> Brief:
Write out every line below with no difference at all.

Segment Open

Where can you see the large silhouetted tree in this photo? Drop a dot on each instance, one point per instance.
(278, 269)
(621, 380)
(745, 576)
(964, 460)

Segment Closed

> Answer box:
Where can you see the large silhouetted tree in this photo? Drop a dot on each instance, one point per instance.
(278, 269)
(621, 380)
(745, 576)
(964, 460)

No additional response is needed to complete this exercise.